• _Exercices_
**A)** Répondez aux questions suivantes à partir de l'extrait choisi.
(i) Quelle disposition de la loi de 1996 la Cour constitutionnelle a-t-elle invalidée ?
(ii) Par quel moyen les requérants avaient-ils acquis les terrains ?
(iii) Selon l'article 41 cité, qu'accorde la Cour à la partie lésée, s'il y a lieu ?
**B)** Transcrivez le passage de l'extrait choisi qui commence par « 53. Au vu de » et se poursuit jusqu'à « précité, § 66). ».

• _Extrait choisi_
· · · · · · ·

52. La Cour a déjà constaté une violation de l’article 1 du Protocole no 1 à la Convention dans une affaire où étaient soulevées des questions similaires à celles examinées en l’espèce (Trgo, précité, §§ 54-68).

53. Au vu de l’ensemble des éléments du dossier, la Cour considère que le Gouvernement n’a avancé aucun élément de fait ou argument susceptible de la convaincre de tirer une conclusion différente en l’espèce.

54. En particulier, rien n’indique – et le Gouvernement ne plaide pas – qu’une personne autre que les autorités locales elles-mêmes ait acquis le moindre droit sur les terrains en question ni qu’une partie autre que les requérants (ou des prédécesseurs en titre) ait jamais revendiqué le moindre droit à l’égard de ces biens. La Cour estime donc que les raisons qui ont poussé la Cour constitutionnelle à invalider l’article 388 § 4 de la loi de 1996 (paragraphes 10 et 28 ci-dessus) n’entrent pas en ligne de compte en l’espèce. Cette disposition a été invalidée afin de protéger les droits des tiers, tandis qu’ici aucun droit de ce type n’était en jeu (Trgo, précité, § 66).

55. Dans ces conditions, les requérants, qui s’étaient raisonnablement fiés à cette législation ultérieurement invalidée pour inconstitutionnalité, n’ont pas – faute d’atteinte aux droits des tiers – à assumer les conséquences de la propre faute de l’État que constituait l’adoption de cette législation inconstitutionnelle (Trgo, précité, § 67). D’ailleurs, par l’effet de cette invalidation, les autorités locales ont recouvré la propriété des terrains acquis par les requérants par usucapion sur la base de la disposition ultérieurement jugée inconstitutionnelle (voir, à titre de comparaison, Trgo, précité, ibidem). Ainsi, l’État s’est prévalu de sa propre faute (Trgo, précité, ibidem), étant entendu que, du point de vue de la Cour, la hiérarchie entre les différents organes de l’État (ici entre les autorités locales et les autorités centrales) est sans incidence sur l’examen par celle-ci d’une requête (voir, par exemple, Čikanović c. Croatie, no 27630/07, § 53, 5 février 2015). La Cour rappelle que c’est à l’État qu’il incombe d’assumer le risque d’une faute des pouvoirs publics et qu’il ne faut pas y remédier aux dépens de la personne touchée, surtout lorsqu’aucun autre intérêt privé concurrent n’est en jeu (Trgo, précité).

56. Il y a donc eu violation de l’article 1 du Protocole no 1 à la Convention.

II. SUR L’APPLICATION DE L’ARTICLE 41 DE LA CONVENTION

57. Aux termes de l’article 41 de la Convention,

« Si la Cour déclare qu’il y a eu violation de la Convention ou de ses Protocoles, et si le droit interne de la Haute Partie contractante ne permet d’effacer qu’imparfaitement les conséquences de cette violation, la Cour accorde à la partie lésée, s’il y a lieu, une satisfaction équitable. »

· · · · · · ·

• _Section des données_

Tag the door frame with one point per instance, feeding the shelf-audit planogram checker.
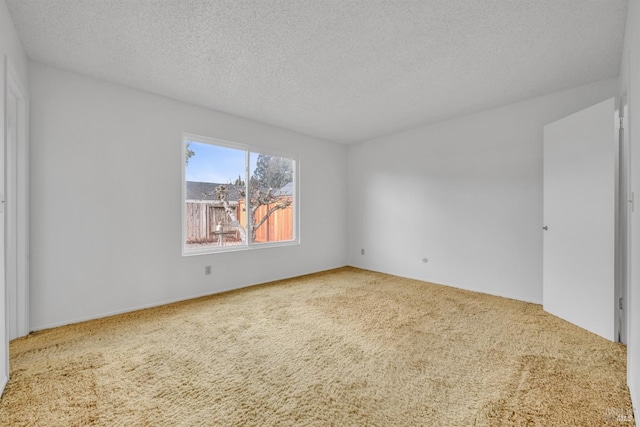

· · · · · · ·

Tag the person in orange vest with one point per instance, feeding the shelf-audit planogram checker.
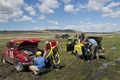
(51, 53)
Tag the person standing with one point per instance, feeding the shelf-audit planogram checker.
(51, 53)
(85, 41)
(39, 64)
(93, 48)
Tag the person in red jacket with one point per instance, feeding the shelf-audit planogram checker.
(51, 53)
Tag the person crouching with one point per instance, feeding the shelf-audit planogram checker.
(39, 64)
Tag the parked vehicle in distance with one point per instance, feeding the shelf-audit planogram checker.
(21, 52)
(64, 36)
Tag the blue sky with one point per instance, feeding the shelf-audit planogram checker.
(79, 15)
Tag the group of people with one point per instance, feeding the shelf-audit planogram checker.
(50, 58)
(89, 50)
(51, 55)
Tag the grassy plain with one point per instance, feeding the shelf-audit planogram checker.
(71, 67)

· · · · · · ·

• _Réponses aux exercices_
**A)**
(i) L'article 388 § 4 de la loi de 1996.
(ii) Par usucapion.
(iii) Une satisfaction équitable.

**B)**
53. Au vu de l’ensemble des éléments du dossier, la Cour considère que le Gouvernement n’a avancé aucun élément de fait ou argument susceptible de la convaincre de tirer une conclusion différente en l’espèce.

54. En particulier, rien n’indique – et le Gouvernement ne plaide pas – qu’une personne autre que les autorités locales elles-mêmes ait acquis le moindre droit sur les terrains en question ni qu’une partie autre que les requérants (ou des prédécesseurs en titre) ait jamais revendiqué le moindre droit à l’égard de ces biens. La Cour estime donc que les raisons qui ont poussé la Cour constitutionnelle à invalider l’article 388 § 4 de la loi de 1996 (paragraphes 10 et 28 ci-dessus) n’entrent pas en ligne de compte en l’espèce. Cette disposition a été invalidée afin de protéger les droits des tiers, tandis qu’ici aucun droit de ce type n’était en jeu (Trgo, précité, § 66).